→ Assignment A
Summarize the passage on Fourth Amendment case law in two sentences.
→ Assignment B
Quote the passage on Fourth Amendment case law between "The court has" and "another one tomorrow.", inclusive.

The court has also said tomorrow will be the last opinion day, in which we will presumably get the four remaining opinions (including birthright citizenship) so maybe I'll have to do another one tomorrow.

Chatrie joins a host of other weird post-Carpenter lower court cases (pole cameras, mosaic cases, Leaders of a Beautiful Struggle v. Baltimore) where connection between the 4th Amendment's text and a more general free-standing limit on police action gets messy. If the rest of 4th Amendment caselaw wasn't such a clusterfuck, this wouldn't be so rough, but instead simultaneously a) if you're guilty, you can get out of it by arguing the police searched someone else too aggressively, b) if you're innocent, you have no recourse but being found not-guilty, and c) a host of other actual search of you specifically still don't count because mumblemumble. And it's just a punt onto the merits: I fully expect the 5th ED: 4th to go "okay, it's a reasonable search", maybe even snark about how technically precedent doesn't require warranted searches to be reasonable, and then SCOTUS to deny cert on the eventual appeal.

[Saved entries]
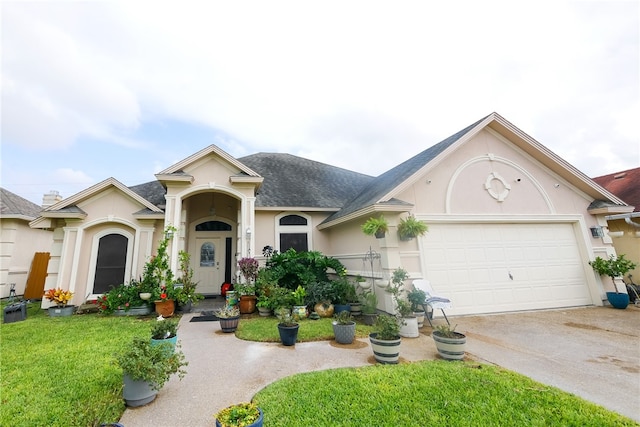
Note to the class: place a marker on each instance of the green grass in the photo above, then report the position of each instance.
(60, 371)
(265, 329)
(434, 393)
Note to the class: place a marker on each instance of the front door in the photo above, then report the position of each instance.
(209, 264)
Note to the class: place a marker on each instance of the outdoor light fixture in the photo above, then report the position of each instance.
(596, 231)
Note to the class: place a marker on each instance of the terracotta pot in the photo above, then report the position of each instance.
(247, 304)
(165, 308)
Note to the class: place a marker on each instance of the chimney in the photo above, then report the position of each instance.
(50, 199)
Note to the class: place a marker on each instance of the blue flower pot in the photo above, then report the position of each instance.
(618, 300)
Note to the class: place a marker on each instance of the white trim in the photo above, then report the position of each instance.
(279, 229)
(91, 274)
(493, 158)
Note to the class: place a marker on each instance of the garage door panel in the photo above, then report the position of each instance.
(487, 268)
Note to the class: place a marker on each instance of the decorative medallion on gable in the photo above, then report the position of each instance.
(497, 187)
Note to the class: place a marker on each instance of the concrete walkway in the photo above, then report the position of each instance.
(593, 353)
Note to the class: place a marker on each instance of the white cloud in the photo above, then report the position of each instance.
(328, 80)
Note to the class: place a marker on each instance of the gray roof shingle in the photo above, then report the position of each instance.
(12, 204)
(395, 176)
(295, 181)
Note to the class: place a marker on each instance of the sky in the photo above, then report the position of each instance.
(124, 89)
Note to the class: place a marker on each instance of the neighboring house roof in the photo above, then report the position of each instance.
(14, 206)
(291, 181)
(152, 191)
(625, 185)
(389, 180)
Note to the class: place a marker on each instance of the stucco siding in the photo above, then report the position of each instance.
(18, 244)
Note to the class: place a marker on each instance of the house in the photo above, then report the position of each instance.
(19, 243)
(624, 228)
(509, 221)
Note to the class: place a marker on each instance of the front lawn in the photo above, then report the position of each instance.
(60, 371)
(430, 393)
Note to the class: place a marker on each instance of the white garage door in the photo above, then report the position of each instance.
(489, 268)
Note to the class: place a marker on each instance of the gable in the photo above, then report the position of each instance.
(386, 191)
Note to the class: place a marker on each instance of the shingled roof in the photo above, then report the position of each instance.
(291, 181)
(13, 205)
(625, 185)
(394, 177)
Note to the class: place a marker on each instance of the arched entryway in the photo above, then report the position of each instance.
(111, 262)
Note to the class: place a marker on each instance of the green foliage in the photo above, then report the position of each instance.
(285, 318)
(157, 271)
(186, 293)
(343, 318)
(342, 291)
(404, 308)
(369, 301)
(613, 267)
(319, 292)
(298, 295)
(151, 363)
(122, 297)
(387, 327)
(459, 394)
(416, 297)
(238, 415)
(227, 312)
(410, 227)
(375, 226)
(165, 328)
(446, 331)
(264, 329)
(291, 268)
(87, 391)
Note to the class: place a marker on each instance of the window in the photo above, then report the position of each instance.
(293, 231)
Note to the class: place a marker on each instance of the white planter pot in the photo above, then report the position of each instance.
(451, 348)
(385, 351)
(409, 327)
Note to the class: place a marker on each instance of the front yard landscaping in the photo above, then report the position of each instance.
(61, 372)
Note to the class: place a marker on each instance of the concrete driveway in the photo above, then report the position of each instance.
(591, 352)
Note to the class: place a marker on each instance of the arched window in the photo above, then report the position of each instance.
(294, 231)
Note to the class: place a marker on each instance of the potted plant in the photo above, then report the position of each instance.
(60, 298)
(299, 307)
(146, 368)
(615, 268)
(245, 414)
(450, 344)
(410, 227)
(344, 328)
(264, 305)
(158, 276)
(408, 321)
(249, 268)
(417, 297)
(375, 227)
(342, 293)
(319, 296)
(164, 331)
(369, 307)
(385, 341)
(248, 299)
(287, 327)
(186, 295)
(229, 316)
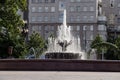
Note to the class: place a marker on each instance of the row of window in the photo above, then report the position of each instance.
(43, 9)
(72, 9)
(79, 8)
(81, 0)
(43, 1)
(77, 28)
(60, 19)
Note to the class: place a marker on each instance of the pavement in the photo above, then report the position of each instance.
(58, 75)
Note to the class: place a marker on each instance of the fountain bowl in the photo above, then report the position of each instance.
(62, 55)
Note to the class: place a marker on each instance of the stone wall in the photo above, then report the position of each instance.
(60, 65)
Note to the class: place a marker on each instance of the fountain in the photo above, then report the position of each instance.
(65, 45)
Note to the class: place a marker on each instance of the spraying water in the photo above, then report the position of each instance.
(65, 44)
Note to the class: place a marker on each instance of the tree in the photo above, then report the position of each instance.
(10, 25)
(36, 42)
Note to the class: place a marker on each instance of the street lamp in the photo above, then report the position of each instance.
(85, 38)
(25, 30)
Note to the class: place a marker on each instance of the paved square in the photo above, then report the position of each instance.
(58, 75)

→ Exercise answer A
The court has said tomorrow will be its last opinion day, when it will presumably release the four remaining opinions, including birthright citizenship. Chatrie joins a host of other odd post-Carpenter lower court cases where the link between the Fourth Amendment's text and a broader limit on police action gets messy, and the writer expects it to be judged a reasonable search and SCOTUS to deny cert on the eventual appeal.

→ Exercise answer B
The court has also said tomorrow will be the last opinion day, in which we will presumably get the four remaining opinions (including birthright citizenship) so maybe I'll have to do another one tomorrow.